[DATASET ENTRIES — start]

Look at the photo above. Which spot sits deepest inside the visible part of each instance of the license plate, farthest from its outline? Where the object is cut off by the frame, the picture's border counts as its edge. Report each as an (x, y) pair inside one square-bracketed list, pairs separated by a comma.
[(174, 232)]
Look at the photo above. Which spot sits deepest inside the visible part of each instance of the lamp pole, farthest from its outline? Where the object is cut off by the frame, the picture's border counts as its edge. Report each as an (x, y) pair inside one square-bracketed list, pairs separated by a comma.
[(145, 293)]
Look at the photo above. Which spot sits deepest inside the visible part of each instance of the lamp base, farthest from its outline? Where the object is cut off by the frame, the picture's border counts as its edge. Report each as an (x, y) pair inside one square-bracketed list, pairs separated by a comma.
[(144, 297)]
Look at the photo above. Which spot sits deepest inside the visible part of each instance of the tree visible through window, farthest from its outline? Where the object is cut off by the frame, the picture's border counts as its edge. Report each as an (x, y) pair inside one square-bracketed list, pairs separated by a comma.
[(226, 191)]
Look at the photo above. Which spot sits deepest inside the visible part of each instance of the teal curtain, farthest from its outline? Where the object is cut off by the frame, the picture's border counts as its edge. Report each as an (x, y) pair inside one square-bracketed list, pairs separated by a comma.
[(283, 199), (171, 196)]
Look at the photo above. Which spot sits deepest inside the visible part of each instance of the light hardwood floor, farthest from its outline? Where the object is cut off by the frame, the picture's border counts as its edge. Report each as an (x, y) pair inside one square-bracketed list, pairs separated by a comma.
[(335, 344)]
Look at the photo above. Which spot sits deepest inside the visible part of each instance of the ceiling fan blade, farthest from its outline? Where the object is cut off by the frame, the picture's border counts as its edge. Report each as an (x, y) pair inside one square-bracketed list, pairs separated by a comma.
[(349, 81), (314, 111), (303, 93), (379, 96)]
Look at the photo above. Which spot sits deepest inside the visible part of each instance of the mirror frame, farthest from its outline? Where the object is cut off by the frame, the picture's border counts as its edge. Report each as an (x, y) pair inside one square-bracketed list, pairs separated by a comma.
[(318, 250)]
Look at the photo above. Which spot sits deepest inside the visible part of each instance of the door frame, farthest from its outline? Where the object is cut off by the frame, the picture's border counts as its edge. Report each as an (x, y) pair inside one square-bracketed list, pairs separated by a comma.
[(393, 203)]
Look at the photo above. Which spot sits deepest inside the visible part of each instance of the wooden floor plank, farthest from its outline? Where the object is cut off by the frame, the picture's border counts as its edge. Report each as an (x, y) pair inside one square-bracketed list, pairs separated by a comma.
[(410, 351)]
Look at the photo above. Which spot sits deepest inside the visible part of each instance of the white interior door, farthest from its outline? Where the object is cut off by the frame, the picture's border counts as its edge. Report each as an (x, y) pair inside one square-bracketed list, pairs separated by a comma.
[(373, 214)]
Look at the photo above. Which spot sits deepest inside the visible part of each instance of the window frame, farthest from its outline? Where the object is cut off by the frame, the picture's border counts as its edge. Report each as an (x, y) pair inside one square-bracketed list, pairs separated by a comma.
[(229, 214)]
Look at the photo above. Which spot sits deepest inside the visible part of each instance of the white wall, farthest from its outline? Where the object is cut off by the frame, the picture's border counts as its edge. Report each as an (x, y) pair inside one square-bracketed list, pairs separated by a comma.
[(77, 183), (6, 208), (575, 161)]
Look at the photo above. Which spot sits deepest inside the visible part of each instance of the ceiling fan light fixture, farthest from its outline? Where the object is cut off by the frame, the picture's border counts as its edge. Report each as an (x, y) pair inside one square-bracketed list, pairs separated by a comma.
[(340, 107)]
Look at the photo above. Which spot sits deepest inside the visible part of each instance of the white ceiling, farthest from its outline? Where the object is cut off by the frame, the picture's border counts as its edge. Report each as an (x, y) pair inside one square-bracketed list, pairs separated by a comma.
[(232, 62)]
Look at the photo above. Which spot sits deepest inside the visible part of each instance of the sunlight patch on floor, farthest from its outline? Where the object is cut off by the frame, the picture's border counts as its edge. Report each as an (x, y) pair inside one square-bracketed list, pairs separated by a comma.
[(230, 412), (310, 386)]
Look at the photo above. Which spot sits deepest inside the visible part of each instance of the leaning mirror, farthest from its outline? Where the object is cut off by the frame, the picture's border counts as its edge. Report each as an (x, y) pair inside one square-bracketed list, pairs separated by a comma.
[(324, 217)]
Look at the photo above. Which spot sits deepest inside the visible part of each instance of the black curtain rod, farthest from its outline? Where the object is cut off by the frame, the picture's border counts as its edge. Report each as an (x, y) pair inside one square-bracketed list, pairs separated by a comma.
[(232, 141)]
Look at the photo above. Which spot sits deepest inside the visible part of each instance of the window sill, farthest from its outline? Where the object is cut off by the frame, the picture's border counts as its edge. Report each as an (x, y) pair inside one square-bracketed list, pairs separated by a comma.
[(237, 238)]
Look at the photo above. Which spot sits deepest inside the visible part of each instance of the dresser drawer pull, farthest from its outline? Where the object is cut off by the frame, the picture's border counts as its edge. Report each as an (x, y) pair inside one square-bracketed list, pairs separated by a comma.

[DATASET ENTRIES — finish]

All of the material above needs to be copied exactly.

Look at the photo above. Which spot sits deepest inside the visible part of each instance of the license plate, farthest from its outline? Where the object is cut off by the frame, the picture's border counts as its edge. Report each as an (x, y) pair inside one square-bracketed list, pairs separated by a comma.
[(174, 232)]
Look at the photo above. Which spot sits deepest inside the visible part of each instance of the lamp pole, farthest from its outline? Where the object is cut off by the frame, the picture's border counts as its edge. Report each as an (x, y) pair inside one square-bracketed list, pairs separated by a comma.
[(145, 293)]
Look at the photo above. Which spot sits deepest inside the visible part of each instance of the lamp base, farthest from its outline? Where the object is cut off by the frame, the picture's border counts as its edge. Report each as an (x, y) pair inside one square-bracketed list, pairs separated by a comma.
[(144, 297)]
Look at the photo above. Which spot sits deepest inside the visible part of each instance of the tree visible through window, farthest from its outline? Where the object is cut off by the frame, the picture's border counts as its edge. Report each as an (x, y) pair inside one square-bracketed list, pairs separated by a comma.
[(226, 191)]
Look at the photo above. Which spot sits deepest inside the visible part of each instance of the teal curtain, farthest from its outline? Where the object is cut off by the frame, the picture's border counts as its edge. Report each as an (x, y) pair inside one square-bracketed list, pairs separated by a comma.
[(283, 199), (171, 196)]
Look at the photo above. Which spot sits deepest inside the visible part of each instance of the light hardwood floor, farthest from its outline? Where the object is cut off by the frame, the picture's border counts as its edge. Report each as an (x, y) pair inside one square-bracketed list, pairs separated by a comma.
[(335, 344)]
Look at the photo above. Which spot sits deepest inside the visible part of each instance of the ceiling fan blade, farthest from its outline? Where the object is cut off by the frame, the picture's border counts as its edge. Report each as an (x, y) pair inside one square-bracketed list, pairs separated by a comma.
[(349, 81), (314, 111), (303, 93), (379, 96)]
Look at the photo above. Which spot sits deepest inside the visible part of each instance of the mirror frame, farthest from its outline? Where the object is cut off by the frame, the picture's border counts as its edge. Report each as an (x, y) pair inside one square-bracketed list, pairs separated by a comma.
[(318, 250)]
Look at the photo above. Which spot sits deepest inside the visible part of each instance of the door frame, farthest from its outline? Where the object is cut off by the frame, the picture's border counts as its edge. Report each as an (x, y) pair inside one square-bracketed list, pairs separated by a comma.
[(393, 203)]
Look at the photo above. Which spot sits deepest inside the visible part of each instance of the wooden floor plank, farthest from its outline? Where the object is cut off by the frame, the picture's border counts as its edge. Report each as an (x, y) pair inside one square-bracketed list, pairs separated by a comma.
[(410, 351)]
Look at the photo above. Which spot sits deepest inside the visible part of each instance of the white interior door, farthest from its outline? Where the object is cut off by the frame, the picture's border counts as its edge. Report each as an (x, y) pair inside one square-bracketed list, pairs separated by a comma.
[(373, 214)]
Look at the photo above. Which spot sits deepest inside the visible part of each instance of the window frame, farthest from its outline? Where the object is cut off by the frame, the picture's border counts as its edge. Report each as an (x, y) pair inside one square-bracketed list, pairs separated by a comma.
[(229, 214)]
Look at the photo above. Which spot sits deepest inside the visible part of each instance of the white wall, farthest from its outline? Where the object is cut off by the frame, the picture's border counts as its edge. Report each as an (x, y) pair inside one square-bracketed list, pairs separated by a comma.
[(77, 183), (6, 208), (575, 161)]
Look at the photo above. Which spot sits deepest inside the visible part of each instance of the ceiling fan light fixture, farthest from its outline? Where the object is cut off by the frame, the picture's border counts as its edge. Report each as an (x, y) pair inside one square-bracketed list, pairs separated by a comma.
[(340, 107)]
Look at the photo above. Which spot sits deepest inside the visible part of each instance of the white ceiling, farthest from its outline? Where the object is cut off by the frame, the picture's border counts as its edge. Report each as an (x, y) pair inside one square-bracketed list, pairs separated by a comma.
[(232, 62)]
Look at the photo above. Which spot sits deepest inside the visible part of each instance of the sunlight patch on floor, farthest from its outline? Where the object is cut off by the frame, the picture's border counts as its edge. Report each as an (x, y) pair inside one square-bracketed list, pairs separated by a comma.
[(230, 412), (310, 386)]
Look at the photo above. Which spot sits deepest inside the visible part of each instance of the leaning mirror, farthest from its outline? Where the object is cut off by the frame, the picture's border counts as its edge. Report each as an (x, y) pair inside one square-bracketed list, pairs separated by a comma.
[(324, 217)]
Look at the photo above. Which spot sits deepest inside the visible part of each instance of the black curtain rod, farthest from its outline? Where the object is cut off by the frame, the picture's border counts as its edge. Report each as an (x, y) pair inside one square-bracketed list, pairs separated by a comma.
[(232, 141)]
Look at the photo above. Which spot sits deepest inside the visible part of each instance of the window sill, farthest from its outline? Where the object is cut off by the frame, the picture's border counts as its edge. Report each as an (x, y) pair inside one square-bracketed list, pairs separated by a comma.
[(237, 238)]
Look at the photo above. Which spot sits deepest inside the visible part of each instance of the dresser drawer pull, farthest from its outline? Where the object is cut off by the frame, the picture's border counts as its edge. Report each as an (x, y) pair inside one square-bracketed list, pairs separated by a comma.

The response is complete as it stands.